■ Provided passage:
* start *
In 2001, the City of Santa Fe, New Mexico and the Santa Fe National Forest began thinning and using prescribed fire on dense ponderosa pine forest surrounding two municipal water supply reservoirs in the Santa Fe River watershed to reduce the risk of a catastrophic wildfire. The dense condition of the forest developed after heavy livestock grazing and logging in the 1800s followed by closure of the forest and wildfire suppression. Similar forest restoration activities, aimed at reducing the fuel load and the potential for catastrophic fire, have been widely implemented in the Western United States. Yet questions persist about the response of the water budget to changes in vegetation.
* end *
■ Requirements:
(1) List every past activity that the passage on the Santa Fe River watershed names as leading to the dense condition of the forest.
(2) Quote the passage on the Santa Fe River watershed from "In 2001, the" up to and including "changes in vegetation.".

■ Rows:
* start *
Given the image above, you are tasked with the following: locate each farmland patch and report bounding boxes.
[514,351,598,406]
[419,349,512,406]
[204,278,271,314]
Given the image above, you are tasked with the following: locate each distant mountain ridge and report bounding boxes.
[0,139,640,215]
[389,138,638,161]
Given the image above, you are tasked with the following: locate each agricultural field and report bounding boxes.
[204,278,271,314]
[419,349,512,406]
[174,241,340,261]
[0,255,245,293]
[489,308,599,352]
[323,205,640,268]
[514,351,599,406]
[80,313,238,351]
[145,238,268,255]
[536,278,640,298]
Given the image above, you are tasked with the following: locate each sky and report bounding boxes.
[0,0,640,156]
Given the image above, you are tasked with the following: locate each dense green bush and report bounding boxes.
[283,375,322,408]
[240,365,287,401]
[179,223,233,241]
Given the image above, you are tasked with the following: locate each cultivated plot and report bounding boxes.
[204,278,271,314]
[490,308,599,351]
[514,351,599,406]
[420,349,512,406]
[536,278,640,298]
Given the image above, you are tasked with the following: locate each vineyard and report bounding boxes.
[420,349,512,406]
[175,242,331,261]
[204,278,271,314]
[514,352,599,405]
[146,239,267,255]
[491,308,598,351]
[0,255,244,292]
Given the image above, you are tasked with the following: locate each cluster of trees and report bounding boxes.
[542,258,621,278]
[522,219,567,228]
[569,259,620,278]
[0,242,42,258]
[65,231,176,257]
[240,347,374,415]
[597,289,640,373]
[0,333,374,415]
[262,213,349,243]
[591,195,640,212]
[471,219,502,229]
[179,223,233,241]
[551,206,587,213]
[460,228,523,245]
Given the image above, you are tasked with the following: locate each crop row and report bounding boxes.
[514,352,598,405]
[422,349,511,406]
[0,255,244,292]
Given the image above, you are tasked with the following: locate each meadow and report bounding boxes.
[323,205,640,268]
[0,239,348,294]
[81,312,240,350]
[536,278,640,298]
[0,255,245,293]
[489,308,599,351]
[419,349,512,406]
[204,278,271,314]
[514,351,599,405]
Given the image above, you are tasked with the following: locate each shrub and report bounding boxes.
* end *
■ Answers to the exercise:
(1)
- Heavy livestock grazing in the 1800s
- Logging in the 1800s
- Closure of the forest
- Wildfire suppression

(2)
In 2001, the City of Santa Fe, New Mexico and the Santa Fe National Forest began thinning and using prescribed fire on dense ponderosa pine forest surrounding two municipal water supply reservoirs in the Santa Fe River watershed to reduce the risk of a catastrophic wildfire. The dense condition of the forest developed after heavy livestock grazing and logging in the 1800s followed by closure of the forest and wildfire suppression. Similar forest restoration activities, aimed at reducing the fuel load and the potential for catastrophic fire, have been widely implemented in the Western United States. Yet questions persist about the response of the water budget to changes in vegetation.